(Point localization data)
---

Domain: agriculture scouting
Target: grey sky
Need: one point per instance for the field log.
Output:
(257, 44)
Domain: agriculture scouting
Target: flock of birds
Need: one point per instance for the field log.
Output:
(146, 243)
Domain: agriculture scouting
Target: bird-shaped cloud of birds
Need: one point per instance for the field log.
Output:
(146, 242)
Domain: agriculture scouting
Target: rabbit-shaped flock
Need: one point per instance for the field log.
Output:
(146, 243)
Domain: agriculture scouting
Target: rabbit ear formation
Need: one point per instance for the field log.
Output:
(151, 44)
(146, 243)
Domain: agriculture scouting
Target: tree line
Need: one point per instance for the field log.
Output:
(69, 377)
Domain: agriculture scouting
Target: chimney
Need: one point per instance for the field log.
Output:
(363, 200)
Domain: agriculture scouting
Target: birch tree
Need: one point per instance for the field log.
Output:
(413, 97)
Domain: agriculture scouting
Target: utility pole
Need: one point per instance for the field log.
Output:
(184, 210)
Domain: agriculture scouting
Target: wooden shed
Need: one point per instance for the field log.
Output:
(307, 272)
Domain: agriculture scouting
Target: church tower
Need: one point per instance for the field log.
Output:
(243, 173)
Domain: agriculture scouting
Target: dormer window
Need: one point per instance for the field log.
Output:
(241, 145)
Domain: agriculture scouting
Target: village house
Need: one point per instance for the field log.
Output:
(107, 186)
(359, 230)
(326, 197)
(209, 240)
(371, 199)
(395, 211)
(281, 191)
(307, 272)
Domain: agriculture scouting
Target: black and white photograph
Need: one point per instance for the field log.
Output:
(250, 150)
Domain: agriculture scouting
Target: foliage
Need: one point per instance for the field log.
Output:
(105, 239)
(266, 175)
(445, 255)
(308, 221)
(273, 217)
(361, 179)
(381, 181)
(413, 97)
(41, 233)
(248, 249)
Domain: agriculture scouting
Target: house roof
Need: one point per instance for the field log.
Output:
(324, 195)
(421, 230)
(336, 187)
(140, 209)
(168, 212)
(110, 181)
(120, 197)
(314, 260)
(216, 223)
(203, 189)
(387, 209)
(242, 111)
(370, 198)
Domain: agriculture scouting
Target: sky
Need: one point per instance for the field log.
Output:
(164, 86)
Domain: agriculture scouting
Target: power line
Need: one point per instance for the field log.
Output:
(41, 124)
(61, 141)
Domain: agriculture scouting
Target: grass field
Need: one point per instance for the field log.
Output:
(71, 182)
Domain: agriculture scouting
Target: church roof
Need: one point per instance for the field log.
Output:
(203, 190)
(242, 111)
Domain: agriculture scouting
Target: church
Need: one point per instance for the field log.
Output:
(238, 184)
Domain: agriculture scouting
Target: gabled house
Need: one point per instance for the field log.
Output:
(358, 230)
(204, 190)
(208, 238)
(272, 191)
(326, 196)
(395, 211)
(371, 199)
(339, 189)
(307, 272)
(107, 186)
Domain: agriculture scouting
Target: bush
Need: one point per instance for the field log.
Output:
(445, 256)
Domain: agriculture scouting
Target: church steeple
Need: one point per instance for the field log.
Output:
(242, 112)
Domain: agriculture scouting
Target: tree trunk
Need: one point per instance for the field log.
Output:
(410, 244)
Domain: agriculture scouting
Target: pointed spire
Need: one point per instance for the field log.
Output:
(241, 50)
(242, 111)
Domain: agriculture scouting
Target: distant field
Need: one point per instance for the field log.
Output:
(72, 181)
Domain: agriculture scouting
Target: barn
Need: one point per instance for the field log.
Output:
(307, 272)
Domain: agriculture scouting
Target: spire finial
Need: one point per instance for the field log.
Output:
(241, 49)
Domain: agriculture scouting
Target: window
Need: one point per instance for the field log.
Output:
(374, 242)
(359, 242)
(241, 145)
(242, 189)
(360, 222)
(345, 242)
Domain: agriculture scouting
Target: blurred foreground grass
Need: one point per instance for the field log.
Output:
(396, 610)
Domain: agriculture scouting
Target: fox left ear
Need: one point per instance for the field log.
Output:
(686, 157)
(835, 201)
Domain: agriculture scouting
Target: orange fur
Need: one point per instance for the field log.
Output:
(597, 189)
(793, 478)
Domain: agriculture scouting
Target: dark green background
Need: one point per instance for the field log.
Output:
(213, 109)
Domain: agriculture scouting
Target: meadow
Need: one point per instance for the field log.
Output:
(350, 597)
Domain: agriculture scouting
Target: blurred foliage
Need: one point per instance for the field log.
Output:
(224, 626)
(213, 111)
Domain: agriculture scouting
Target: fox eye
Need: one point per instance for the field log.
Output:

---

## ASSIGNED TASK
Extract all of the data shown above and repeat it verbatim.

## OUTPUT
Domain: agriculture scouting
Target: grey sky
Need: one point per instance for the field log.
Output:
(257, 44)
Domain: agriculture scouting
Target: flock of birds
Need: one point per instance for the field log.
Output:
(146, 243)
Domain: agriculture scouting
Target: bird-shaped cloud of birds
Need: one point per instance for the field log.
Output:
(146, 242)
Domain: agriculture scouting
Target: rabbit-shaped flock
Need: one point per instance for the field log.
Output:
(146, 243)
Domain: agriculture scouting
Target: rabbit ear formation
Need: one point per instance for the field log.
Output:
(151, 44)
(146, 243)
Domain: agriculture scouting
Target: tree line
Need: one point per instance for the field log.
Output:
(69, 377)
Domain: agriculture scouting
Target: chimney
Need: one point per instance for the field log.
Output:
(363, 200)
Domain: agriculture scouting
Target: birch tree
Need: one point per instance for the field log.
Output:
(413, 97)
Domain: agriculture scouting
Target: utility pole
Need: one point per instance for the field log.
Output:
(184, 210)
Domain: agriculture scouting
Target: wooden shed
Need: one point per instance for the field log.
Output:
(307, 272)
Domain: agriculture scouting
Target: church tower
Need: one point per instance for the field log.
Output:
(243, 173)
Domain: agriculture scouting
Target: dormer window
Need: one point per instance for the field log.
Output:
(241, 145)
Domain: agriculture scouting
Target: village house
Need: one point per instance for the field log.
Output:
(107, 186)
(359, 230)
(326, 197)
(209, 240)
(371, 199)
(395, 211)
(281, 191)
(307, 272)
Domain: agriculture scouting
Target: black and white photograph
Need: one point per instance for the field log.
Output:
(250, 150)
Domain: agriculture scouting
Target: foliage
Need: one point per instance for the field log.
Output:
(105, 239)
(266, 175)
(445, 255)
(308, 221)
(273, 217)
(361, 179)
(381, 181)
(413, 97)
(41, 233)
(248, 249)
Domain: agriculture scouting
Target: house roof
Need: one point per instance for the field log.
Output:
(324, 195)
(421, 230)
(336, 187)
(140, 209)
(168, 212)
(110, 181)
(120, 197)
(314, 260)
(216, 223)
(203, 189)
(387, 209)
(242, 111)
(370, 198)
Domain: agriculture scouting
Target: sky
Need: one point per instance for the field log.
Output:
(164, 86)
Domain: agriculture scouting
Target: power line
Need: one point per instance for the field log.
Output:
(41, 124)
(61, 141)
Domain: agriculture scouting
Target: grass field
Need: one point per instance for the field log.
Output:
(71, 182)
Domain: agriculture scouting
Target: church roof
Need: one point per instance for the field log.
Output:
(203, 190)
(242, 111)
Domain: agriculture scouting
Target: church
Need: one point per instance for the field log.
Output:
(238, 184)
Domain: agriculture scouting
Target: gabled house
Need: one point per instance for the field log.
Output:
(358, 230)
(204, 190)
(208, 238)
(272, 191)
(326, 196)
(395, 211)
(371, 199)
(339, 189)
(307, 272)
(107, 186)
Domain: agriculture scouting
Target: bush
Need: one point per instance for the field log.
Output:
(445, 256)
Domain: agriculture scouting
Target: church steeple
Need: one point per instance for the field log.
Output:
(242, 112)
Domain: agriculture scouting
Target: tree trunk
Need: one point per instance for the field log.
Output:
(410, 244)
Domain: agriculture scouting
Target: pointed spire
Need: one point per instance for the field log.
Output:
(241, 50)
(242, 111)
Domain: agriculture scouting
Target: distant field
Need: one point per instance for the field log.
Output:
(72, 181)
Domain: agriculture scouting
Target: barn
Need: one point per instance for the field log.
Output:
(307, 272)
Domain: agriculture scouting
Target: spire finial
Need: one point per instance for the field log.
Output:
(241, 49)
Domain: agriculture scouting
Target: window
Need: one point per instance for the field log.
Output:
(374, 242)
(359, 242)
(241, 145)
(242, 189)
(360, 222)
(345, 242)
Domain: agriculture scouting
Target: blurred foreground grass
Need: one point per instance for the field log.
Output:
(396, 610)
Domain: agriculture scouting
Target: fox left ear
Need: one point per instance for the field log.
Output:
(686, 157)
(835, 201)
Domain: agriculture scouting
Target: orange fur
Need: one point per instance for the field log.
Output:
(597, 189)
(793, 478)
Domain: agriculture scouting
Target: dark green background
Need: one point per instance for the field log.
Output:
(213, 109)
Domain: agriculture scouting
Target: meadow
Need: one point per instance for the field log.
Output:
(350, 597)
Domain: agriculture scouting
Target: blurred foliage
Need: one point per instance for the field log.
Output:
(224, 626)
(213, 111)
Domain: agriculture scouting
Target: fox eye
Need: one point per instance for the field log.
Output:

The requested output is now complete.